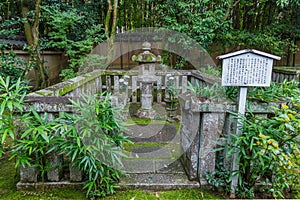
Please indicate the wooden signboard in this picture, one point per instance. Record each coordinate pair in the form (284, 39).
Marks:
(245, 68)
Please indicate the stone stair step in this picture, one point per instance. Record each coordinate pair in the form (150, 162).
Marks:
(147, 165)
(157, 181)
(152, 133)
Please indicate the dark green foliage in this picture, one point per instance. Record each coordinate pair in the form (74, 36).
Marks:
(268, 151)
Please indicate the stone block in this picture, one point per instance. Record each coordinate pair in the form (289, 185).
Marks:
(55, 171)
(28, 174)
(209, 134)
(75, 174)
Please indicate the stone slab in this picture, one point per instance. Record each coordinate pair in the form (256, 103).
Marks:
(157, 182)
(50, 185)
(152, 132)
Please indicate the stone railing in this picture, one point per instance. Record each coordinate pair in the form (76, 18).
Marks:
(115, 81)
(201, 126)
(55, 99)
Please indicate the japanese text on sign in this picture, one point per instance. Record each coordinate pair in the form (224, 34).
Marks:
(247, 70)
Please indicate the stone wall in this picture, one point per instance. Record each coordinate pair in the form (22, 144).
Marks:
(202, 126)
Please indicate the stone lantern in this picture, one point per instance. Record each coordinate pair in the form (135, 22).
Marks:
(147, 61)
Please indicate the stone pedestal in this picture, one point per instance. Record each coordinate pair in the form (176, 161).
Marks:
(28, 174)
(55, 171)
(202, 125)
(146, 111)
(75, 174)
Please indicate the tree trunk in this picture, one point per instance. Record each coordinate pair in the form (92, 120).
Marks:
(110, 27)
(32, 37)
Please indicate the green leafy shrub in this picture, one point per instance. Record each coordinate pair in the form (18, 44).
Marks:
(268, 149)
(12, 95)
(92, 139)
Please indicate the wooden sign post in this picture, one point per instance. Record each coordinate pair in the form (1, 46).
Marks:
(245, 68)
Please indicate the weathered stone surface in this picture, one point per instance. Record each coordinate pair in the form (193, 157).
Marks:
(75, 174)
(55, 171)
(210, 131)
(157, 182)
(49, 185)
(28, 174)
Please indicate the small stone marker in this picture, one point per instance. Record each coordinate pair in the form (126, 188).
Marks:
(245, 68)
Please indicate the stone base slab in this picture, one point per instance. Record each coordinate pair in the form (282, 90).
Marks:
(50, 185)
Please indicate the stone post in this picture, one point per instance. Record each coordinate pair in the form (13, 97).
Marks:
(146, 77)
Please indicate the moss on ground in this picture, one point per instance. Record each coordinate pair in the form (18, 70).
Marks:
(8, 190)
(184, 194)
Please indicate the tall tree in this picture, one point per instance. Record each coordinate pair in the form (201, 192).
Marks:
(32, 37)
(110, 26)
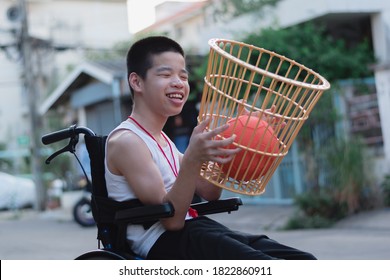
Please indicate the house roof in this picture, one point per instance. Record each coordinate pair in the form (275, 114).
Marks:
(188, 11)
(103, 71)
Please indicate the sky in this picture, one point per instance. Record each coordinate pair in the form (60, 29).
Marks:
(141, 13)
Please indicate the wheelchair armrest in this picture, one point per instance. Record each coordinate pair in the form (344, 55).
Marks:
(145, 213)
(150, 213)
(217, 206)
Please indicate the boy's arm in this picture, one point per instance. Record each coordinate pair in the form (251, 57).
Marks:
(128, 155)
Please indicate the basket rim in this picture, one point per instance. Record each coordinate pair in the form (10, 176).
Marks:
(213, 43)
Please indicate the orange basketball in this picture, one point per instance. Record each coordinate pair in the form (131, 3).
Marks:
(248, 164)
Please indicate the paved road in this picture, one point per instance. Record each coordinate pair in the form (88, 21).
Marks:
(29, 235)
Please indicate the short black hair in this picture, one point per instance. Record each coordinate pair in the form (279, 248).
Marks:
(139, 56)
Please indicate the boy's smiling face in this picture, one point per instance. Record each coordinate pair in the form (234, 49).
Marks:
(166, 83)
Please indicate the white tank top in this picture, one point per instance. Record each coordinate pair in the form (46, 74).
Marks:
(142, 240)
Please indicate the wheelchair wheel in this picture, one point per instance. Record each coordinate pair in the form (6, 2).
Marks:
(100, 255)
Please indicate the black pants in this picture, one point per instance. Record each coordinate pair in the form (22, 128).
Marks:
(206, 239)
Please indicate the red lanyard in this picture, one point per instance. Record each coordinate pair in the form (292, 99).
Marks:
(173, 167)
(192, 212)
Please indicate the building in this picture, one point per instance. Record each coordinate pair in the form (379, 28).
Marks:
(61, 33)
(193, 24)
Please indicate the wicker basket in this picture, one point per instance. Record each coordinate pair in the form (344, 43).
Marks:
(245, 78)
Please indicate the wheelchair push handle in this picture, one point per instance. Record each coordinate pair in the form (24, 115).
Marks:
(71, 132)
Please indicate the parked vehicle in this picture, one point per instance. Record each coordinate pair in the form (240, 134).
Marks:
(16, 192)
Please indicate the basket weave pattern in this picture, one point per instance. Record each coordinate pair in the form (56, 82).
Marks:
(242, 77)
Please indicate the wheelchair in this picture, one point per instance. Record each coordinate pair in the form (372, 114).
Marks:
(113, 217)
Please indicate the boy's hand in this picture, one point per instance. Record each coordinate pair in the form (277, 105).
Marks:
(204, 147)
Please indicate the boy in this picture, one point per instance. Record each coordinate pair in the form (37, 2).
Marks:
(142, 162)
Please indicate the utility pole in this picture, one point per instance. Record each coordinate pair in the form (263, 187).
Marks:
(29, 86)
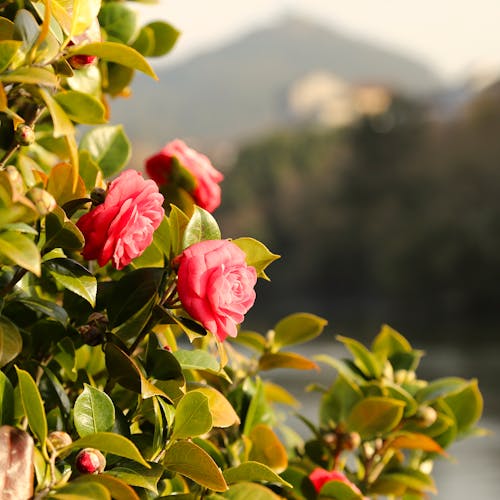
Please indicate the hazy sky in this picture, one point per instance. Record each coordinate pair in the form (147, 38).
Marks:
(451, 35)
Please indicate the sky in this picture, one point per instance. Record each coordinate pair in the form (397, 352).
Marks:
(453, 36)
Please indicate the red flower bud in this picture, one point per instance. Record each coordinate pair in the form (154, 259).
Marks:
(90, 461)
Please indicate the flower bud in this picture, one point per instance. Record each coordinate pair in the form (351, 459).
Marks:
(426, 416)
(24, 135)
(59, 439)
(90, 461)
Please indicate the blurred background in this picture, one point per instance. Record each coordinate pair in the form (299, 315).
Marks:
(362, 143)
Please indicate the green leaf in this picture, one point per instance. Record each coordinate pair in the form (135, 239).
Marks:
(108, 146)
(259, 411)
(271, 361)
(164, 35)
(33, 405)
(61, 232)
(467, 405)
(6, 400)
(119, 22)
(81, 107)
(253, 471)
(109, 443)
(258, 255)
(137, 475)
(73, 276)
(191, 461)
(223, 414)
(64, 354)
(81, 491)
(250, 491)
(202, 226)
(131, 293)
(20, 250)
(11, 342)
(93, 412)
(363, 358)
(31, 75)
(118, 489)
(8, 50)
(196, 359)
(115, 52)
(192, 416)
(374, 416)
(62, 124)
(297, 328)
(267, 448)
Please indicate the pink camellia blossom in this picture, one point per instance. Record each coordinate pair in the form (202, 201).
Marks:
(122, 227)
(215, 285)
(206, 192)
(319, 477)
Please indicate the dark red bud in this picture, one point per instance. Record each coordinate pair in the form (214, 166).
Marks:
(90, 461)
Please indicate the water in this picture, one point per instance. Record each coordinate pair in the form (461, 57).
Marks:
(474, 464)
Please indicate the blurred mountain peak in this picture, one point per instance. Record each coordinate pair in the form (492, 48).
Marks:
(242, 88)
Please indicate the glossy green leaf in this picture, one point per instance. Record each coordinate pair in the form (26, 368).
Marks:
(267, 449)
(116, 52)
(202, 226)
(196, 359)
(119, 490)
(191, 461)
(33, 405)
(31, 75)
(223, 414)
(20, 250)
(259, 411)
(338, 490)
(46, 307)
(93, 411)
(467, 405)
(109, 443)
(8, 50)
(81, 107)
(6, 400)
(61, 232)
(164, 35)
(131, 293)
(250, 491)
(258, 255)
(81, 491)
(297, 328)
(108, 146)
(440, 388)
(64, 354)
(374, 416)
(119, 22)
(137, 475)
(271, 361)
(192, 416)
(363, 358)
(73, 276)
(253, 471)
(11, 342)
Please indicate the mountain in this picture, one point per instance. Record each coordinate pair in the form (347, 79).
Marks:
(241, 89)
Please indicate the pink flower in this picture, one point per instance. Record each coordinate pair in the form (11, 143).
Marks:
==================================================
### [Task objective]
Word for word and without pictures, please write out only the lines from the start of the entries through the line containing "Please indicate the weathered", both included.

### [Task output]
Please indicate the wooden signboard in this picture, one point per instance. Record each coordinate pair in the form (284, 39).
Marks:
(245, 68)
Please indicate the stone stair step in this picture, one point per instance. Record each coordinate pair in the form (150, 162).
Marks:
(147, 165)
(157, 181)
(152, 133)
Please indicate the dark green foliage in this picture, one point per instance. Record each coordinate pair in the form (74, 36).
Marks:
(268, 151)
Please indicate the stone block in this picture, one point per instance. Record each coordinate pair in the form (289, 185).
Marks:
(55, 171)
(28, 174)
(209, 134)
(75, 174)
Please indicate the stone slab in this picture, one point per instance. Record each coordinate pair in the form (256, 103).
Marks:
(157, 182)
(50, 185)
(152, 132)
Please indicate the stone railing in this picture, one point per instance. Record each coordinate pair in the form (76, 18).
Marks:
(115, 81)
(201, 126)
(55, 99)
Please indicate the japanese text on sign in this picture, one point per instance. Record each coordinate pair in the form (224, 34).
Marks:
(247, 70)
Please indicate the stone wall in this picture, one point per instance. Record each coordinate pair in the form (22, 144).
Marks:
(202, 126)
Please indicate the stone lantern in this picture, one point per instance. Record each coordinate pair in the form (135, 22).
Marks:
(147, 61)
Please indicate the stone pedestal in this picture, one point per instance. Record each coordinate pair in the form (176, 161).
Marks:
(28, 174)
(55, 171)
(202, 125)
(146, 111)
(75, 174)
Please indicate the tree trunk in this picture, one point per instance. Record each coordinate pair in the form (92, 120).
Marks:
(110, 27)
(32, 37)
Please indicate the green leafy shrub in this picture, one point per instance. Record each coordinate pair in the form (18, 44).
Marks:
(268, 149)
(12, 95)
(92, 139)
Please indicate the wooden sign post in this picture, one point per instance. Record each coordinate pair in the form (1, 46).
Marks:
(245, 68)
Please indicate the weathered stone surface in this picture, one point per instance. Record each coordinate pair in the form (193, 157).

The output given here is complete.